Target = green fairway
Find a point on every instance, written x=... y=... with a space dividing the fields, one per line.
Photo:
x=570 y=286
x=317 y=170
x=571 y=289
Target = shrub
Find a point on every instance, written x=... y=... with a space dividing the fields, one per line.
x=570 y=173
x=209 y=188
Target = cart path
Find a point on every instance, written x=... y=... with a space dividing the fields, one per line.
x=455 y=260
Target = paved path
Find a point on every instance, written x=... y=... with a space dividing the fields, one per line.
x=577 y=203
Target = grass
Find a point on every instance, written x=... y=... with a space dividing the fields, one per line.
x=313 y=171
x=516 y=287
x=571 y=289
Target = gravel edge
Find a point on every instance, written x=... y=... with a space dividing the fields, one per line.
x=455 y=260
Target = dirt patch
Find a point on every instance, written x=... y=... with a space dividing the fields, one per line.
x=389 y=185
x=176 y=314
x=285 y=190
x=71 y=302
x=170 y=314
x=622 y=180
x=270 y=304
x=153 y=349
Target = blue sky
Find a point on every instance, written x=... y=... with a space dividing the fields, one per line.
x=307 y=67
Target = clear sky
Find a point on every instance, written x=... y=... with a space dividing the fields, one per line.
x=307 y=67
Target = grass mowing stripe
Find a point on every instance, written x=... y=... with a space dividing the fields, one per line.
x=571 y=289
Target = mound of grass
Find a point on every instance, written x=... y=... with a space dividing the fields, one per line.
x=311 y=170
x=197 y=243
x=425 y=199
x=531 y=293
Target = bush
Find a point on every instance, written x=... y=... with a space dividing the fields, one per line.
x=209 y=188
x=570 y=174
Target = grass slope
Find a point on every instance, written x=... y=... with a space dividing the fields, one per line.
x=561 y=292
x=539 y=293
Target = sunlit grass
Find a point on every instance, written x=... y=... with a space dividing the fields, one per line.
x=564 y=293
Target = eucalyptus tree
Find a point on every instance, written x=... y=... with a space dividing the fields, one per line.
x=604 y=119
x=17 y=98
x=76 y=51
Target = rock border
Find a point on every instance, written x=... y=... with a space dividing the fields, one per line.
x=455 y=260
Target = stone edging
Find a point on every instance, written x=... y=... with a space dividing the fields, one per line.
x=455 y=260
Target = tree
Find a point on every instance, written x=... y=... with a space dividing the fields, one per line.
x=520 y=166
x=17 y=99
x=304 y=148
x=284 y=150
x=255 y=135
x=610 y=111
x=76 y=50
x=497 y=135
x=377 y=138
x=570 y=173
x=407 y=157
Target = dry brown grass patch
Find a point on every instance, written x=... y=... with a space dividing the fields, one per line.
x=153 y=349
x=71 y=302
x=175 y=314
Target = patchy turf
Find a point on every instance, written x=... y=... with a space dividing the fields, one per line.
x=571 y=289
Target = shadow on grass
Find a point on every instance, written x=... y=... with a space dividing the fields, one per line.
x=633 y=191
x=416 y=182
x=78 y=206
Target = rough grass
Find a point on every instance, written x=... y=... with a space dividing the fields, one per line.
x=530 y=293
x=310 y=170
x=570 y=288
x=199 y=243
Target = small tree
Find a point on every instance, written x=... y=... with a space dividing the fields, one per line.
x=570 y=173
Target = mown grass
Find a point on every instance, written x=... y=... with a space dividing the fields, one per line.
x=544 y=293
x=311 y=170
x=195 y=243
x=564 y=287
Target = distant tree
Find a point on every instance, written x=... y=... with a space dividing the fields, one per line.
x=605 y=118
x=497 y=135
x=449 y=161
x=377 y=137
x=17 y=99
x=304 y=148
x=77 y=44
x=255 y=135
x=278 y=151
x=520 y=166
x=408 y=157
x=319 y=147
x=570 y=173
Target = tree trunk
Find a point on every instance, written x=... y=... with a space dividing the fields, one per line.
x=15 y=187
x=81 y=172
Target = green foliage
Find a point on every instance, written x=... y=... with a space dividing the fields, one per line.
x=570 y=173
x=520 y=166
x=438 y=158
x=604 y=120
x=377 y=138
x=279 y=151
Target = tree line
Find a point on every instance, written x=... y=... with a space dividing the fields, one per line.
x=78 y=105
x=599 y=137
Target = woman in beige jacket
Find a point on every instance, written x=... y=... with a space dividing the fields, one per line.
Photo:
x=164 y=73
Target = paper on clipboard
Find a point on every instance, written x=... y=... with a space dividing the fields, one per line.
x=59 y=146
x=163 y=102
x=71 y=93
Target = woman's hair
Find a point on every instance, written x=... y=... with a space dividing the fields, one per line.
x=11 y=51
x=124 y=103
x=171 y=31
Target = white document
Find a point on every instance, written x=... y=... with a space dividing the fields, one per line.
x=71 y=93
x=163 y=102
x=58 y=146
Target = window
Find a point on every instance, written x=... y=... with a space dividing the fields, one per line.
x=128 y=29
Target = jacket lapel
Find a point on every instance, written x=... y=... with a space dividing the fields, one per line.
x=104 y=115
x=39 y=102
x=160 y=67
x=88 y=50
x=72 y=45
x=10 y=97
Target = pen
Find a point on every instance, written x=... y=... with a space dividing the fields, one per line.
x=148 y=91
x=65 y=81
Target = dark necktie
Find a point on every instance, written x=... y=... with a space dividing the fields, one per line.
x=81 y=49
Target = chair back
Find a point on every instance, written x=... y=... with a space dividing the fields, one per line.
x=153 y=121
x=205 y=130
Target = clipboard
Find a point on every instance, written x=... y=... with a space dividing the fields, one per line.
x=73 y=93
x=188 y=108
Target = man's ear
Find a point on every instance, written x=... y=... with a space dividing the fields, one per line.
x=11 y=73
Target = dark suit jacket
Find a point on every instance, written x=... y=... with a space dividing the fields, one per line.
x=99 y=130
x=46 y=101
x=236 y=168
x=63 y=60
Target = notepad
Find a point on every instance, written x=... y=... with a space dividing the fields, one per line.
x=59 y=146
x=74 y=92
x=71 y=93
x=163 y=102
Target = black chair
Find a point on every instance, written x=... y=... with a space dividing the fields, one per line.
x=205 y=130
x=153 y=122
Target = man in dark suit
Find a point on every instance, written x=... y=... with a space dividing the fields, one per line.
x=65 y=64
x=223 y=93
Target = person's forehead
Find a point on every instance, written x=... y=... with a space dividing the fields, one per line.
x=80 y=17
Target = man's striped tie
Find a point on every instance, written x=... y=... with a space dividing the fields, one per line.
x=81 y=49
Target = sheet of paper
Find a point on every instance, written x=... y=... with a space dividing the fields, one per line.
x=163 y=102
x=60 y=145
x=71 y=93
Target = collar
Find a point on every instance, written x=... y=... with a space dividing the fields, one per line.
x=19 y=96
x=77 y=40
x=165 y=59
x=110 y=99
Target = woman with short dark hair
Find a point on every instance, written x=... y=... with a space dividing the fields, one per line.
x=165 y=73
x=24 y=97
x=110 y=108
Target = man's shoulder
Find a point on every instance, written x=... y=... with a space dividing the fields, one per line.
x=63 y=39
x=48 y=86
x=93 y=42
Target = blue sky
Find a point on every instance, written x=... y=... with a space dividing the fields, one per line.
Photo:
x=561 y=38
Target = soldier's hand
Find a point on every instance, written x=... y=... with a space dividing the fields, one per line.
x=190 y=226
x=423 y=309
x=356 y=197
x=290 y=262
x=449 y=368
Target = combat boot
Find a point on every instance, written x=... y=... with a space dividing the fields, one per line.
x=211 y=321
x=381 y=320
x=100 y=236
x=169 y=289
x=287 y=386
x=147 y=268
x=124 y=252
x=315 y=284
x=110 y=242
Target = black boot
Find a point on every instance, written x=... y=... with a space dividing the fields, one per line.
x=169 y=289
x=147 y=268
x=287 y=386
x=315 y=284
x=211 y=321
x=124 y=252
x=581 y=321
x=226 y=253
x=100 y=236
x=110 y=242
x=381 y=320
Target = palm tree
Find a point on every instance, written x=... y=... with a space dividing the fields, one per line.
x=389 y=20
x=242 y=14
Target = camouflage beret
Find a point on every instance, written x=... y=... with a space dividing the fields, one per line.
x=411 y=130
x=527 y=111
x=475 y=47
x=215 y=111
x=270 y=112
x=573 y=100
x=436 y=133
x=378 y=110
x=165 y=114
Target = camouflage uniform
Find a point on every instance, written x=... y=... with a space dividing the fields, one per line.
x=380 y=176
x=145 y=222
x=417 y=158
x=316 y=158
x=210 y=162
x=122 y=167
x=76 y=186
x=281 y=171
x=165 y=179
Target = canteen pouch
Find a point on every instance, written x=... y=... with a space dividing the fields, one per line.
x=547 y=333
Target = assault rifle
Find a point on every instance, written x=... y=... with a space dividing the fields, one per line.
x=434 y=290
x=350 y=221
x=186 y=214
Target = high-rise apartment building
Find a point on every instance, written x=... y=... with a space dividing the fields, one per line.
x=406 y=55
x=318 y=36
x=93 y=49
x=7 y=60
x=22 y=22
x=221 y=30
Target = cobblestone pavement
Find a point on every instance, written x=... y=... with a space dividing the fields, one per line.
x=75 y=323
-------------------------
§ The exercise:
Find "Target = black boot" in the data above, then repeat that line and all lines after it exactly, ending with the final line.

§ The output:
Target = black boot
Find a point on every instance, written x=... y=... with a space dividing the fields, one per line.
x=169 y=289
x=147 y=268
x=287 y=386
x=315 y=284
x=211 y=321
x=124 y=252
x=581 y=321
x=226 y=253
x=100 y=236
x=110 y=242
x=381 y=320
Target = palm tree
Find a point on every instance, written x=... y=... with a space dividing the fields, one per line.
x=389 y=20
x=242 y=14
Target = camouflage beret
Find a point on every instance, written x=... y=... with a space dividing the fields, one per line.
x=411 y=130
x=527 y=111
x=475 y=47
x=215 y=111
x=270 y=112
x=573 y=100
x=436 y=133
x=378 y=110
x=165 y=114
Target = camouflage uniform
Find a point on every instance, written x=... y=... with a space dividing the fields, one per line.
x=380 y=176
x=145 y=222
x=417 y=158
x=316 y=158
x=210 y=162
x=122 y=167
x=76 y=186
x=281 y=171
x=165 y=179
Target = canteen pouch
Find a point on every instance, written x=... y=... with a space dividing the fields, one per line.
x=547 y=333
Target = assault rifle
Find a point on every instance, written x=... y=... with a space dividing the fields, one per line.
x=434 y=290
x=350 y=221
x=186 y=214
Target = high-rise apartment building
Find a point on every instance, written x=... y=... with a space dividing the fields, one per line.
x=406 y=55
x=318 y=36
x=93 y=49
x=7 y=60
x=22 y=22
x=221 y=30
Target = cobblestone pavement
Find a point on every instance, written x=... y=... with a space dividing the fields, one per line.
x=75 y=323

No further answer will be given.